━━━ Dataset rows ━━━
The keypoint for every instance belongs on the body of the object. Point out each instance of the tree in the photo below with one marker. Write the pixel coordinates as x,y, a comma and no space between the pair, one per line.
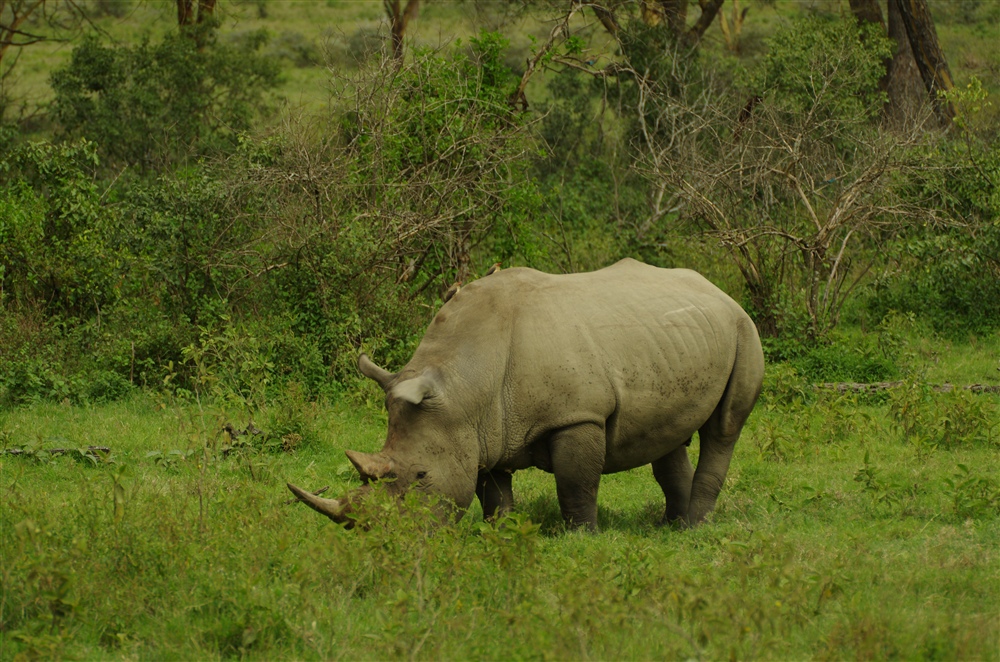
48,19
798,190
399,21
917,51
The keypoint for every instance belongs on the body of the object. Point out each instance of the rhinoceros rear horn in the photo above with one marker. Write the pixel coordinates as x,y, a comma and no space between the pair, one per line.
372,371
371,466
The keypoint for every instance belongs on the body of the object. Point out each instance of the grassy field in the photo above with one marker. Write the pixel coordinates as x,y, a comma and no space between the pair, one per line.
849,527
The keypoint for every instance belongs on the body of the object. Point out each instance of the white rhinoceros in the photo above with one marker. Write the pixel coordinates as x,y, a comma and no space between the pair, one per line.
579,375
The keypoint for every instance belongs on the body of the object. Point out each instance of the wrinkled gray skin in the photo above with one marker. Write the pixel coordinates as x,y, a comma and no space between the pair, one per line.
578,375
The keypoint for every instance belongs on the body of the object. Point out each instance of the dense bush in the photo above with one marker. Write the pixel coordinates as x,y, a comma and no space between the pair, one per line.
157,104
234,278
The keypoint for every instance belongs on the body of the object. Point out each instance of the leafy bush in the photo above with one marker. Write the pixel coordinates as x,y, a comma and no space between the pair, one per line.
152,105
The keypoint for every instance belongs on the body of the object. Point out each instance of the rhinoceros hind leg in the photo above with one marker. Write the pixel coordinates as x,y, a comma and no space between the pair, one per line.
577,462
718,435
674,473
495,493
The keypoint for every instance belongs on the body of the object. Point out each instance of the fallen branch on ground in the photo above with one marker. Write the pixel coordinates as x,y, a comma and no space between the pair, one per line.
90,450
316,493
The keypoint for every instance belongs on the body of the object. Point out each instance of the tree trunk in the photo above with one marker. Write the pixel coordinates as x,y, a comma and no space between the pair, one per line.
607,19
399,20
675,13
867,11
905,87
927,53
185,12
206,9
709,8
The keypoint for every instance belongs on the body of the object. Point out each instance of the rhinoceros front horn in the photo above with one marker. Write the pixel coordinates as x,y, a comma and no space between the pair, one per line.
372,371
335,509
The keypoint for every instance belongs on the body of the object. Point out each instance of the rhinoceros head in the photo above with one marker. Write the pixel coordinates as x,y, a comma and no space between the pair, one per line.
420,451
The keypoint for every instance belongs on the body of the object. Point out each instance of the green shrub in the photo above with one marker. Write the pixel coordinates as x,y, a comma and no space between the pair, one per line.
153,105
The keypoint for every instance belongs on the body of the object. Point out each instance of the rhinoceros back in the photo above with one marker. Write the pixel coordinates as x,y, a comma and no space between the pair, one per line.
644,352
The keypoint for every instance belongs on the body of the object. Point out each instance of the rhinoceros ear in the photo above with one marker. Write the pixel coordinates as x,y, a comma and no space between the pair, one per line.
415,390
371,466
372,371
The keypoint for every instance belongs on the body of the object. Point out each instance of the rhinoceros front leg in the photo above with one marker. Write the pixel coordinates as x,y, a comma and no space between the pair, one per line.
495,493
674,473
577,462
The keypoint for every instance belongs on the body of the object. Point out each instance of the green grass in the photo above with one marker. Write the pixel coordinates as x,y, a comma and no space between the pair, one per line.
848,528
333,29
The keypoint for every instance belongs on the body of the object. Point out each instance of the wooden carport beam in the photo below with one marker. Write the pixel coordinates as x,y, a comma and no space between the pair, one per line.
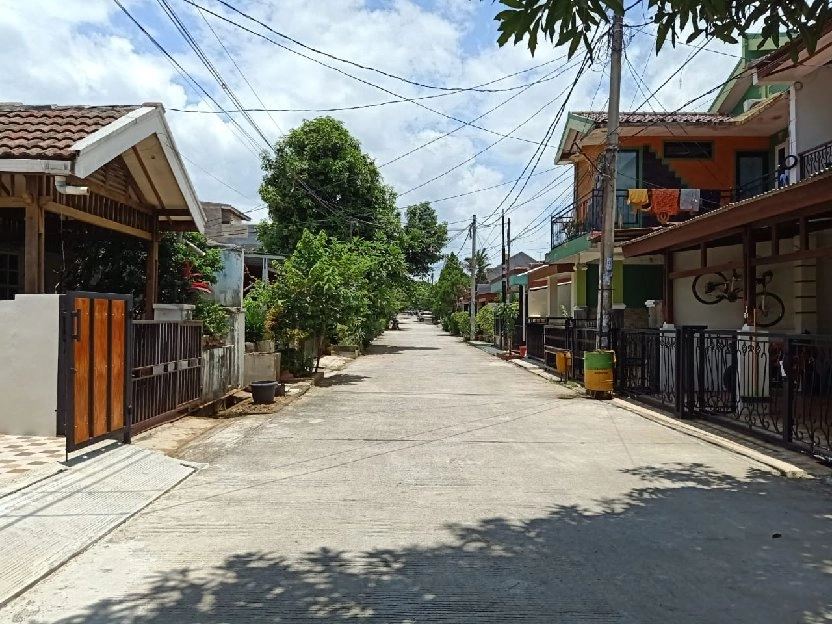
33,255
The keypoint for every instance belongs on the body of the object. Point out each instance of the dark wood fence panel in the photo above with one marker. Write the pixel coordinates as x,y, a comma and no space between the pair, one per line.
167,370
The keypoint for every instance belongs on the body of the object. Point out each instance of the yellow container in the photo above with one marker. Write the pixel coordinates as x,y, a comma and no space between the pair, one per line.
563,361
598,370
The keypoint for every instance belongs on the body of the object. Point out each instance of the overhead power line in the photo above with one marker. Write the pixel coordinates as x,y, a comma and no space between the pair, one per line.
356,78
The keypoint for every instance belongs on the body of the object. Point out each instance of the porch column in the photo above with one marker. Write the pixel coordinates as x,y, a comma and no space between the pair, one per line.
805,290
152,271
552,296
33,263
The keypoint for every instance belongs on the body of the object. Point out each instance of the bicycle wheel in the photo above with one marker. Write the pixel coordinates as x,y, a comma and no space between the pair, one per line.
709,288
770,309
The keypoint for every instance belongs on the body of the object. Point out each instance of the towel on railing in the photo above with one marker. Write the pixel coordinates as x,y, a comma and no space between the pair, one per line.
690,200
664,204
637,197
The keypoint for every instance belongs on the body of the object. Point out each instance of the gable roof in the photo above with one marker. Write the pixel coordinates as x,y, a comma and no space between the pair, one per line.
49,132
80,140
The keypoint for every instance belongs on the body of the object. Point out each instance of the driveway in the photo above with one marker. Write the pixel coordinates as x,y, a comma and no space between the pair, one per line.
431,482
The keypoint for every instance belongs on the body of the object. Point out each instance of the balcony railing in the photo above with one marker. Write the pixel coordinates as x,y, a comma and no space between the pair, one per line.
586,215
815,160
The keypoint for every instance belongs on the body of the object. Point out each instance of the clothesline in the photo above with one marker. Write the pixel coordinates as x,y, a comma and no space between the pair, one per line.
664,203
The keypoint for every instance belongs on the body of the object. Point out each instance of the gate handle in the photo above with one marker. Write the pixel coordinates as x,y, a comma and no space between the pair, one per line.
76,324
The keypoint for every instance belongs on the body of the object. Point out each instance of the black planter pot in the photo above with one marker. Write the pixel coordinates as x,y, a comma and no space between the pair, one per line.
263,392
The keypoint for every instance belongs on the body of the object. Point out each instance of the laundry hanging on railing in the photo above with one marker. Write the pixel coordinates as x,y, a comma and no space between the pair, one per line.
690,200
664,204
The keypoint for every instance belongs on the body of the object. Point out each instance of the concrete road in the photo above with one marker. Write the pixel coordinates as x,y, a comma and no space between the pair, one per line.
431,482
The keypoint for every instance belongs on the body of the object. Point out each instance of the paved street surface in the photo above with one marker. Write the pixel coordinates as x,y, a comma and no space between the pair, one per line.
432,482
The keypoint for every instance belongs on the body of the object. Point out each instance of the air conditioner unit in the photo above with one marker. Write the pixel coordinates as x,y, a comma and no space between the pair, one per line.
748,104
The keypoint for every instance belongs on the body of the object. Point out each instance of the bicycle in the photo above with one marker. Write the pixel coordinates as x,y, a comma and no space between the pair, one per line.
713,288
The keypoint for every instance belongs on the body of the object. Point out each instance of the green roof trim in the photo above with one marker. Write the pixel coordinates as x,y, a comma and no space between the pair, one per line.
567,249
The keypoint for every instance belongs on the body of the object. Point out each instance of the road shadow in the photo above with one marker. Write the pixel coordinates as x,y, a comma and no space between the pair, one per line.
341,379
688,544
389,349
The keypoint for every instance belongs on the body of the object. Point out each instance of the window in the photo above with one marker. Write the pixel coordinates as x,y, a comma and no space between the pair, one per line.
689,149
9,275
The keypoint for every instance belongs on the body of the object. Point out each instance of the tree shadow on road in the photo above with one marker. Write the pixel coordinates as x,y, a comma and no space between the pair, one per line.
390,349
687,544
341,379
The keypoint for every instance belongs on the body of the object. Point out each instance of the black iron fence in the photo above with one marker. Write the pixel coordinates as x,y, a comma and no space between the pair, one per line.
775,385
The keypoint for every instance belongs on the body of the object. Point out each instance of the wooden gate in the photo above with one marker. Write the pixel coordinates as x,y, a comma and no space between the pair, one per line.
95,363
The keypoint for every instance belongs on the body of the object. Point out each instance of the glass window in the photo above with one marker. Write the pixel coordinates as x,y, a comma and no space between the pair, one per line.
627,170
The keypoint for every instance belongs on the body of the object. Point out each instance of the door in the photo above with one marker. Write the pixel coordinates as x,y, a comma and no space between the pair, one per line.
752,174
96,363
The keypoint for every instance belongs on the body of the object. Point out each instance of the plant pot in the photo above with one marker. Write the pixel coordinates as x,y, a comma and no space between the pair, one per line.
263,392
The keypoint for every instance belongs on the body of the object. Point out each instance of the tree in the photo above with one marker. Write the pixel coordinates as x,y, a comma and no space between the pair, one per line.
451,285
318,179
481,265
572,21
423,238
118,265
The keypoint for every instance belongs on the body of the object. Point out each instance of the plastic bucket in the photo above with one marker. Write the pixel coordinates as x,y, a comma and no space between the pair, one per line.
598,370
262,392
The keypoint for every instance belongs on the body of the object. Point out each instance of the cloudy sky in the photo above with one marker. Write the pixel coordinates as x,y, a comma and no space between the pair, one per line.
91,53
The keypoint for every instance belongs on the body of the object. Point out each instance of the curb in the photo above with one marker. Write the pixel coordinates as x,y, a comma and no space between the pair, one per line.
781,467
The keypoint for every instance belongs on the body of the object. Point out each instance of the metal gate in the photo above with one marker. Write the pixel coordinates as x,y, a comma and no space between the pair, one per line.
95,364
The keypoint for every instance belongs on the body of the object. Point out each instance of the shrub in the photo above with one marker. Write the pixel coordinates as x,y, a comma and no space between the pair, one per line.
214,318
485,322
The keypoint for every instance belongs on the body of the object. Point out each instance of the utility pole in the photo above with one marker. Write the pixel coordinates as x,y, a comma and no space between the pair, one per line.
508,261
473,306
608,234
505,272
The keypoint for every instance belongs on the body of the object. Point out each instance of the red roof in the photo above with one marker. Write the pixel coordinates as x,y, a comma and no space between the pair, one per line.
650,118
49,132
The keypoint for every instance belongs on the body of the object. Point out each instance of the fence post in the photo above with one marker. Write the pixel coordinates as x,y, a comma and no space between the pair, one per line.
678,400
789,421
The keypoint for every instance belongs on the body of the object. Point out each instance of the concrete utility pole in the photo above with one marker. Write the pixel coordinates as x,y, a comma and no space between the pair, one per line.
473,306
608,233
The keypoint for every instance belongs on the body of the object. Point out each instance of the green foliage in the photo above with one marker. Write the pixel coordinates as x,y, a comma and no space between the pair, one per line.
462,323
507,313
451,285
118,265
485,322
570,22
423,238
318,179
214,318
330,287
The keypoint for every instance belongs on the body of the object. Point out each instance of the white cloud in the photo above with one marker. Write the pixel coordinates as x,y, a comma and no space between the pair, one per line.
93,55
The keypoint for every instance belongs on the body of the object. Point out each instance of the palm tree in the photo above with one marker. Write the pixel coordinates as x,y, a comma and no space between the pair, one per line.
481,265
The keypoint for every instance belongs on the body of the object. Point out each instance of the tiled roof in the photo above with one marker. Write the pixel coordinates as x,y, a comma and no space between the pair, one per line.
49,132
648,118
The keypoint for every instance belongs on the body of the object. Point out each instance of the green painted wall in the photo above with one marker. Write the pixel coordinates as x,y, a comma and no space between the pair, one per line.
591,277
580,287
641,283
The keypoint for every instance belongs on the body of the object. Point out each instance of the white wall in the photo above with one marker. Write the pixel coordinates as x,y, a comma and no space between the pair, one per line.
813,121
539,302
727,315
29,344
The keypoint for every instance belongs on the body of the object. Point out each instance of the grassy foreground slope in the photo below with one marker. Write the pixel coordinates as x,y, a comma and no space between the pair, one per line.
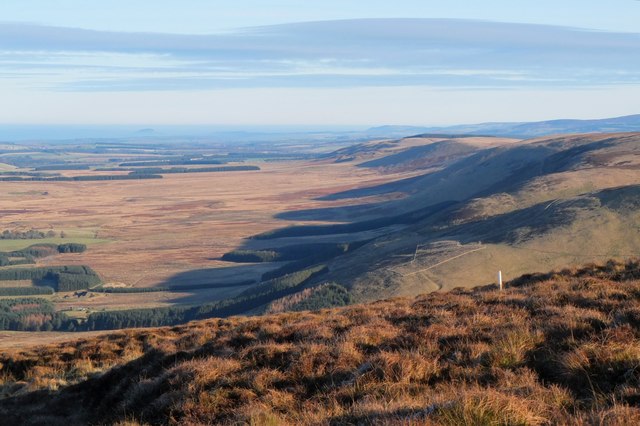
558,348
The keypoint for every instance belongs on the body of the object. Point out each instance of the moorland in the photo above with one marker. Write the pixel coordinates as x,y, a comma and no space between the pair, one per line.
168,231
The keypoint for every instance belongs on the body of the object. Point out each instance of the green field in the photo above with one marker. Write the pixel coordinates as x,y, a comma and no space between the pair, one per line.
13,245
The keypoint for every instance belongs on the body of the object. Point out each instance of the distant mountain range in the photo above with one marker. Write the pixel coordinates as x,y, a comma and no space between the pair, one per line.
249,134
629,123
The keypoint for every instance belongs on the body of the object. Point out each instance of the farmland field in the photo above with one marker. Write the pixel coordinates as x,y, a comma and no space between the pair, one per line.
168,232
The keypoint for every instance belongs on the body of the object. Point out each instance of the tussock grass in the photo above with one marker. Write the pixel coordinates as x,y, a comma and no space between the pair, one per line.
557,348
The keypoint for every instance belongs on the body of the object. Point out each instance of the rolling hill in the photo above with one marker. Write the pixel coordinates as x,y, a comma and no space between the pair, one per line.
555,348
474,206
629,123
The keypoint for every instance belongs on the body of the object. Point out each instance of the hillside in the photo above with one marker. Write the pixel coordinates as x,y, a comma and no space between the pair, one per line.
474,206
629,123
559,348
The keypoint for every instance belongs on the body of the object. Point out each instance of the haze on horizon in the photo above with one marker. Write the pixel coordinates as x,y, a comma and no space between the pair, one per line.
330,64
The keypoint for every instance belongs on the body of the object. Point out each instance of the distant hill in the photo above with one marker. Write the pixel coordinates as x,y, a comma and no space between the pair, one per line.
474,206
556,348
630,123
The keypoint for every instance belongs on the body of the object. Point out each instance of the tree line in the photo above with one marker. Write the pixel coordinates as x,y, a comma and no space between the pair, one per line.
245,301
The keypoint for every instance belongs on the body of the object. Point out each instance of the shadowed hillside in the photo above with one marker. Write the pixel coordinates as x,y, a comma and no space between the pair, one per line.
482,204
559,348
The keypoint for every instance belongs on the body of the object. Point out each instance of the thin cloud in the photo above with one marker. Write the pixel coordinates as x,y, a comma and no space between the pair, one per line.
350,53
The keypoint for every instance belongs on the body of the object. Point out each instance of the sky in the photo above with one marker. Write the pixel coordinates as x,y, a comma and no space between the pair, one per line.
331,63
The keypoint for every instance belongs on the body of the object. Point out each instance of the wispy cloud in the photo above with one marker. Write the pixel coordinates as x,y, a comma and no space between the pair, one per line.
351,53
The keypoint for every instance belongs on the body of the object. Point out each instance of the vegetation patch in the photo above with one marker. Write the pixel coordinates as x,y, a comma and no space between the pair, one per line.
562,350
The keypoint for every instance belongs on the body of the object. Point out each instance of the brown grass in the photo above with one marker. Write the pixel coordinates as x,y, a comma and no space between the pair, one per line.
560,348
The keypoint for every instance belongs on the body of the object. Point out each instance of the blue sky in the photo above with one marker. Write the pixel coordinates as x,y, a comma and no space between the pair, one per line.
359,63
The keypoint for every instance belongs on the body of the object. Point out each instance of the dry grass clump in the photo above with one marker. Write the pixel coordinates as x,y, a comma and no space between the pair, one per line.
560,348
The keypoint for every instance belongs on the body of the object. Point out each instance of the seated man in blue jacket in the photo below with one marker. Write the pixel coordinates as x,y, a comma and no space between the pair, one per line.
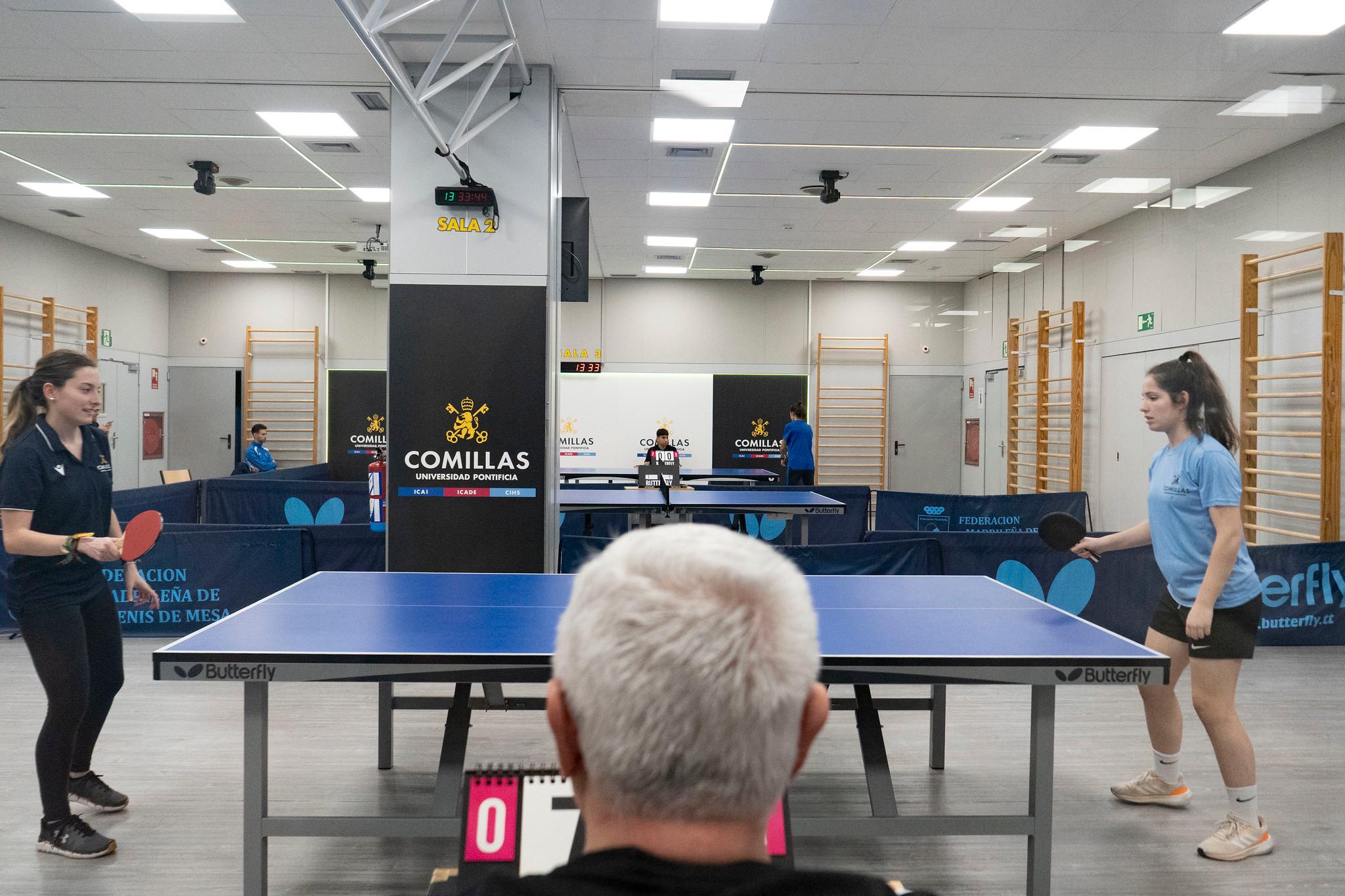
259,458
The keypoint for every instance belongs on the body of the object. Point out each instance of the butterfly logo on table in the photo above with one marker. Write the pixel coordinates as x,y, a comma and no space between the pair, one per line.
299,513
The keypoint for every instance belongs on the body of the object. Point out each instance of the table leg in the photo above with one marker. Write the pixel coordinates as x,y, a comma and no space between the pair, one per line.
256,698
938,723
385,725
1042,774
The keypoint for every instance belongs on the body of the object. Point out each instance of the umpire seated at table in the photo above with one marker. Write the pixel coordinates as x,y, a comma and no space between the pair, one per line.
685,698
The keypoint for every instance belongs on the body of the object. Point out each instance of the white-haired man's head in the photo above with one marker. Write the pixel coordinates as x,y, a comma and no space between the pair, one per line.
685,676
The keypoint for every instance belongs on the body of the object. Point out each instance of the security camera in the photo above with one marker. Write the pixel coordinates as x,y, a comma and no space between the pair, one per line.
206,172
829,186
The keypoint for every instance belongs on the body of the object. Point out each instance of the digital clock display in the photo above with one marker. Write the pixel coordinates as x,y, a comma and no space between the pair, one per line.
464,196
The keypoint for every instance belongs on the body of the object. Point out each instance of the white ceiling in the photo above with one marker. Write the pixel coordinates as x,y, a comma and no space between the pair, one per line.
1005,74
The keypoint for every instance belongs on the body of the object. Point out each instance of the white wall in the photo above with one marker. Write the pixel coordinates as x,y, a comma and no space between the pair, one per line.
1184,267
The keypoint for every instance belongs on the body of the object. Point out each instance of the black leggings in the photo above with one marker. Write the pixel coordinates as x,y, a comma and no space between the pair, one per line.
77,652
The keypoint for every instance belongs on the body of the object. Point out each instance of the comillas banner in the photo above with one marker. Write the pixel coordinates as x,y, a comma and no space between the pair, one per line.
357,421
609,419
466,454
749,417
930,512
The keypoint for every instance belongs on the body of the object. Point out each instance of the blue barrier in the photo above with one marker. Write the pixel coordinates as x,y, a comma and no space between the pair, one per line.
254,500
931,512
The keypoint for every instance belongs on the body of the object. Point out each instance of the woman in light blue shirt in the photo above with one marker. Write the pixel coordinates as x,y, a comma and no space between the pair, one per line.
━━━
Transcribe only the trailing portion of the entries above: the line that contains "the blue barrier" and each line after it.

The keypoint for every instance belongs on the body of the object. Point out each instance of the blue barrier in the photo above with one marker. Write the pixel coordinates as x,y, a comma and no space between the pair, one per line.
254,500
931,512
The keypoint for every instance belongs on the body of the object. Point out each instance of the woman in light blue shirt in the photo above with one marker. Write the pixel coordinates as x,y, a comma and no space between the pair, one per line.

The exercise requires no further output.